**Exercise**.
Strip out the pictures and transcribe the records that follow exactly.

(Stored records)
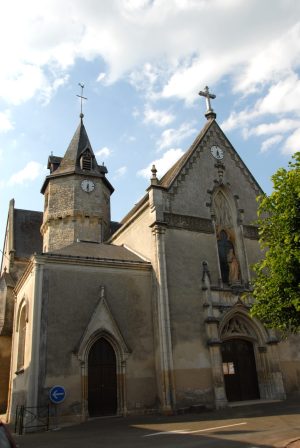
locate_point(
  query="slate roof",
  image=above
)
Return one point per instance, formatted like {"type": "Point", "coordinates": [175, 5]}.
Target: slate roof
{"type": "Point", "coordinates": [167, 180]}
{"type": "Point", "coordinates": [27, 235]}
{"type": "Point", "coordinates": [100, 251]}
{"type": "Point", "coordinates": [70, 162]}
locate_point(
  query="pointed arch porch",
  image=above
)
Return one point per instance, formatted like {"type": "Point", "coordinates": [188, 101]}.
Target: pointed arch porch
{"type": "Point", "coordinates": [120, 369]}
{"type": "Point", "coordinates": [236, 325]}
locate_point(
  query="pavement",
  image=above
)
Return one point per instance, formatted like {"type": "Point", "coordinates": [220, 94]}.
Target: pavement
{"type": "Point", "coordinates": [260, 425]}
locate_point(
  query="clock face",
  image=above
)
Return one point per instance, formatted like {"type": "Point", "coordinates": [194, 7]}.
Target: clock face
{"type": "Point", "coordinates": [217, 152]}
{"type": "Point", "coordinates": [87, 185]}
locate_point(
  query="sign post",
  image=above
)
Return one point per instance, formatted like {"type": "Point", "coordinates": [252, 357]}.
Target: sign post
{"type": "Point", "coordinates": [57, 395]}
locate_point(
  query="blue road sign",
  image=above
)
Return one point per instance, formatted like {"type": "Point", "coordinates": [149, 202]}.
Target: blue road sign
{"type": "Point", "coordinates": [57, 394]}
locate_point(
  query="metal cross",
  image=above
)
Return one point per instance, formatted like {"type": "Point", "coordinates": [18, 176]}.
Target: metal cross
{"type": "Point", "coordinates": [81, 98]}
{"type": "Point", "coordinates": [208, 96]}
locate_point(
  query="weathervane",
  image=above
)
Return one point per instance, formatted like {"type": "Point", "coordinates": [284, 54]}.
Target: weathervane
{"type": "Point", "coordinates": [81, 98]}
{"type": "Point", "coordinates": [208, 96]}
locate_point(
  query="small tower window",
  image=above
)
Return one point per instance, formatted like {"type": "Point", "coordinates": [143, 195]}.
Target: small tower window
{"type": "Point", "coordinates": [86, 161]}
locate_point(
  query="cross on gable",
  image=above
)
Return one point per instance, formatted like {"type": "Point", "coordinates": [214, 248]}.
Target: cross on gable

**Worked solution**.
locate_point(
  query="slate roof",
  image=above
)
Return one point per instance, formatted like {"type": "Point", "coordinates": [175, 5]}.
Target: slate roof
{"type": "Point", "coordinates": [167, 180]}
{"type": "Point", "coordinates": [27, 235]}
{"type": "Point", "coordinates": [100, 251]}
{"type": "Point", "coordinates": [70, 162]}
locate_point(
  query="pointed arch porch",
  image=above
)
Return one point per instance, formatted like {"type": "Point", "coordinates": [188, 101]}.
Target: pointed arch porch
{"type": "Point", "coordinates": [120, 369]}
{"type": "Point", "coordinates": [236, 325]}
locate_point(
  query="pavement",
  image=above
)
Return one point per instance, formatted like {"type": "Point", "coordinates": [220, 94]}.
Target: pavement
{"type": "Point", "coordinates": [260, 425]}
locate_point(
  query="clock face",
  image=above
)
Return one point per instance, formatted like {"type": "Point", "coordinates": [194, 7]}.
Target: clock face
{"type": "Point", "coordinates": [217, 152]}
{"type": "Point", "coordinates": [87, 185]}
locate_point(
  query="sign post",
  image=above
)
Return one point per instance, formatted like {"type": "Point", "coordinates": [252, 357]}.
Target: sign post
{"type": "Point", "coordinates": [57, 395]}
locate_point(
  query="blue road sign",
  image=above
)
Return one point per instance, formatted like {"type": "Point", "coordinates": [149, 202]}.
Target: blue road sign
{"type": "Point", "coordinates": [57, 394]}
locate_point(
  query="metal cross",
  image=above
)
Return one point per instance, formatted like {"type": "Point", "coordinates": [18, 176]}.
Target: metal cross
{"type": "Point", "coordinates": [81, 98]}
{"type": "Point", "coordinates": [208, 96]}
locate_point(
  query="weathervane",
  image=above
)
Return one point per instance, formatted like {"type": "Point", "coordinates": [284, 54]}.
Target: weathervane
{"type": "Point", "coordinates": [81, 98]}
{"type": "Point", "coordinates": [208, 96]}
locate_point(
  query="small tower window",
  image=above
)
Return one point per instance, formatted like {"type": "Point", "coordinates": [143, 195]}.
Target: small tower window
{"type": "Point", "coordinates": [86, 161]}
locate_point(
  query="cross on gable",
  image=above
)
Return one point per instance, formatted like {"type": "Point", "coordinates": [214, 248]}.
Target: cross on gable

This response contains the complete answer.